## Task requirements
Scan the data that follows and count the lines with the string "button"; answer with the count alone.
- Opening Delimiter -
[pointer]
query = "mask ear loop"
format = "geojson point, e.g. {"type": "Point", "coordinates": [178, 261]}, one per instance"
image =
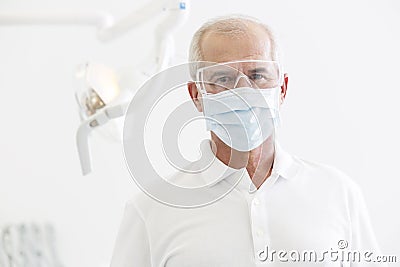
{"type": "Point", "coordinates": [200, 82]}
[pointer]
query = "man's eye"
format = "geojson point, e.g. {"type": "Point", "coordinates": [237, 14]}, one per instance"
{"type": "Point", "coordinates": [223, 80]}
{"type": "Point", "coordinates": [258, 76]}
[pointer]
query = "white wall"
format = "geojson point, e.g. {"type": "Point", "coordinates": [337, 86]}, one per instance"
{"type": "Point", "coordinates": [342, 109]}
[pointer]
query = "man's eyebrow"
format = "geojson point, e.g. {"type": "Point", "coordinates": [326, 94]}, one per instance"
{"type": "Point", "coordinates": [261, 69]}
{"type": "Point", "coordinates": [218, 73]}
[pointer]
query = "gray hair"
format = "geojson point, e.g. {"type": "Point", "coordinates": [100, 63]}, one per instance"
{"type": "Point", "coordinates": [233, 25]}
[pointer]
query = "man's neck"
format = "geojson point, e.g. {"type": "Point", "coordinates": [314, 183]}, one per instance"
{"type": "Point", "coordinates": [258, 162]}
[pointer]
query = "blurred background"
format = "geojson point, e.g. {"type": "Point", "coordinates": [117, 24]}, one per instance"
{"type": "Point", "coordinates": [342, 109]}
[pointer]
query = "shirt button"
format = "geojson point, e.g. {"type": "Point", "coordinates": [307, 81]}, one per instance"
{"type": "Point", "coordinates": [260, 233]}
{"type": "Point", "coordinates": [256, 201]}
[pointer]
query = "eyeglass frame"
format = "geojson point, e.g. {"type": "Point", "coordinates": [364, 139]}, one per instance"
{"type": "Point", "coordinates": [203, 91]}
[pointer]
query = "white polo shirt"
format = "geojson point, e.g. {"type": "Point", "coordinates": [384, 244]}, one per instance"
{"type": "Point", "coordinates": [304, 214]}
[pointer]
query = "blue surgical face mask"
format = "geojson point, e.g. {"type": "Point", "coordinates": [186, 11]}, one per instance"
{"type": "Point", "coordinates": [243, 118]}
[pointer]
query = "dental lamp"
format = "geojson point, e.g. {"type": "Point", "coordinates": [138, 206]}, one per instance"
{"type": "Point", "coordinates": [102, 100]}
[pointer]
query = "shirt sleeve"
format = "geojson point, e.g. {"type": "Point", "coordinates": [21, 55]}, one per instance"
{"type": "Point", "coordinates": [132, 245]}
{"type": "Point", "coordinates": [362, 235]}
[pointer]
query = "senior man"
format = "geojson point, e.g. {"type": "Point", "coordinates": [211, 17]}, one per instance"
{"type": "Point", "coordinates": [284, 210]}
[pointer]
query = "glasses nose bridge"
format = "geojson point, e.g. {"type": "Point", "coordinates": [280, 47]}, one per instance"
{"type": "Point", "coordinates": [239, 77]}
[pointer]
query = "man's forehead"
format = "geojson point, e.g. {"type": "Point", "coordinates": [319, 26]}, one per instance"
{"type": "Point", "coordinates": [221, 47]}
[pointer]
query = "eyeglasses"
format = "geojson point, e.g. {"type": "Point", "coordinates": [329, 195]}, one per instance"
{"type": "Point", "coordinates": [259, 74]}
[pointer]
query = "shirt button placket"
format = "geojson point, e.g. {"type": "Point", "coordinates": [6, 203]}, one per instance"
{"type": "Point", "coordinates": [258, 225]}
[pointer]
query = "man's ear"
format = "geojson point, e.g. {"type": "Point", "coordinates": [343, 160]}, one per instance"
{"type": "Point", "coordinates": [194, 94]}
{"type": "Point", "coordinates": [284, 88]}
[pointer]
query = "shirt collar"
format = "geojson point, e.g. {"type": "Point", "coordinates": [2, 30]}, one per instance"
{"type": "Point", "coordinates": [285, 166]}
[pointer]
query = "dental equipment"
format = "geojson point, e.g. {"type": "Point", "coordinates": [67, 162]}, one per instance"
{"type": "Point", "coordinates": [98, 110]}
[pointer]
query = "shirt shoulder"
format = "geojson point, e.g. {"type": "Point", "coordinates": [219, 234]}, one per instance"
{"type": "Point", "coordinates": [327, 176]}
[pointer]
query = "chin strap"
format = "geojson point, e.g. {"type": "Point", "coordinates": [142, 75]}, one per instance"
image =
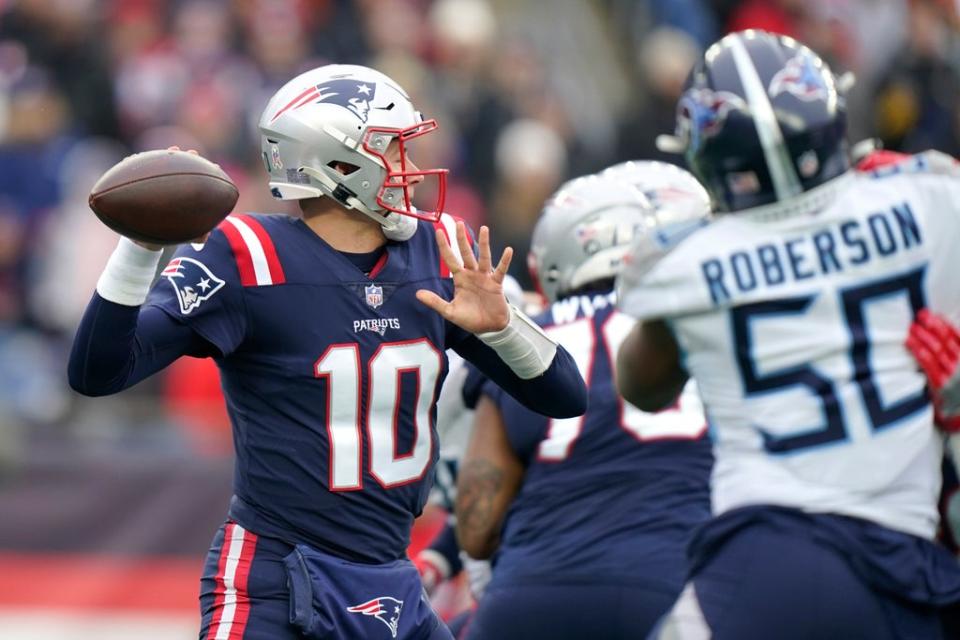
{"type": "Point", "coordinates": [396, 226]}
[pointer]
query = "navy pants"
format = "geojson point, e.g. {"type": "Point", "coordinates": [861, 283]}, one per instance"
{"type": "Point", "coordinates": [568, 611]}
{"type": "Point", "coordinates": [257, 588]}
{"type": "Point", "coordinates": [768, 581]}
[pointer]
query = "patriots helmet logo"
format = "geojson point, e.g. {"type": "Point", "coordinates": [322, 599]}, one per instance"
{"type": "Point", "coordinates": [192, 281]}
{"type": "Point", "coordinates": [702, 113]}
{"type": "Point", "coordinates": [801, 78]}
{"type": "Point", "coordinates": [385, 609]}
{"type": "Point", "coordinates": [349, 93]}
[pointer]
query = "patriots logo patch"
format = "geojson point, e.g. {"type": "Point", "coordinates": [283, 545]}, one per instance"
{"type": "Point", "coordinates": [385, 609]}
{"type": "Point", "coordinates": [349, 93]}
{"type": "Point", "coordinates": [192, 281]}
{"type": "Point", "coordinates": [799, 77]}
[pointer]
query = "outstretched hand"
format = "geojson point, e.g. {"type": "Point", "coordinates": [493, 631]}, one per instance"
{"type": "Point", "coordinates": [478, 304]}
{"type": "Point", "coordinates": [935, 344]}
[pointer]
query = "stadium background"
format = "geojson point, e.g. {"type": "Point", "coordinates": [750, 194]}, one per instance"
{"type": "Point", "coordinates": [107, 506]}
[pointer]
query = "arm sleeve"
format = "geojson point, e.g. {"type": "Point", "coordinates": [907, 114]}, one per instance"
{"type": "Point", "coordinates": [118, 346]}
{"type": "Point", "coordinates": [524, 428]}
{"type": "Point", "coordinates": [196, 309]}
{"type": "Point", "coordinates": [445, 544]}
{"type": "Point", "coordinates": [559, 393]}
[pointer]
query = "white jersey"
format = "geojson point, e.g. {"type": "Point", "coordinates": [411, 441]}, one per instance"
{"type": "Point", "coordinates": [793, 324]}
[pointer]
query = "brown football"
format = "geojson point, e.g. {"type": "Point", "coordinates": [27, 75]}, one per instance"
{"type": "Point", "coordinates": [163, 197]}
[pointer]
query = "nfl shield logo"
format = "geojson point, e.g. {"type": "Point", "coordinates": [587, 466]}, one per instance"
{"type": "Point", "coordinates": [374, 295]}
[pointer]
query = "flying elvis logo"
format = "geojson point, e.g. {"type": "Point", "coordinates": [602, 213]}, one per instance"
{"type": "Point", "coordinates": [385, 609]}
{"type": "Point", "coordinates": [348, 93]}
{"type": "Point", "coordinates": [799, 77]}
{"type": "Point", "coordinates": [192, 281]}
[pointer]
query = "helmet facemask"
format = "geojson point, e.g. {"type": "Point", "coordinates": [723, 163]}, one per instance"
{"type": "Point", "coordinates": [329, 132]}
{"type": "Point", "coordinates": [396, 192]}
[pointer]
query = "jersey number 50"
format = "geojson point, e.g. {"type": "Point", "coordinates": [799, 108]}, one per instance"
{"type": "Point", "coordinates": [853, 304]}
{"type": "Point", "coordinates": [340, 367]}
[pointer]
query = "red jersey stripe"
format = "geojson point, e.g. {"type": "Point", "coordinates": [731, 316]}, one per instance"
{"type": "Point", "coordinates": [248, 276]}
{"type": "Point", "coordinates": [269, 250]}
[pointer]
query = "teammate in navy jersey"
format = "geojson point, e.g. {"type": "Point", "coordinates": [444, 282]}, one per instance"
{"type": "Point", "coordinates": [588, 517]}
{"type": "Point", "coordinates": [330, 333]}
{"type": "Point", "coordinates": [790, 310]}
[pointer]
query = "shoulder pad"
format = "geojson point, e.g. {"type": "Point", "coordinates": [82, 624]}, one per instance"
{"type": "Point", "coordinates": [253, 249]}
{"type": "Point", "coordinates": [882, 164]}
{"type": "Point", "coordinates": [448, 225]}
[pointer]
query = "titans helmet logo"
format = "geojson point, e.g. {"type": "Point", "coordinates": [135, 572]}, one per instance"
- Closing Delimiter -
## Answer to the exercise
2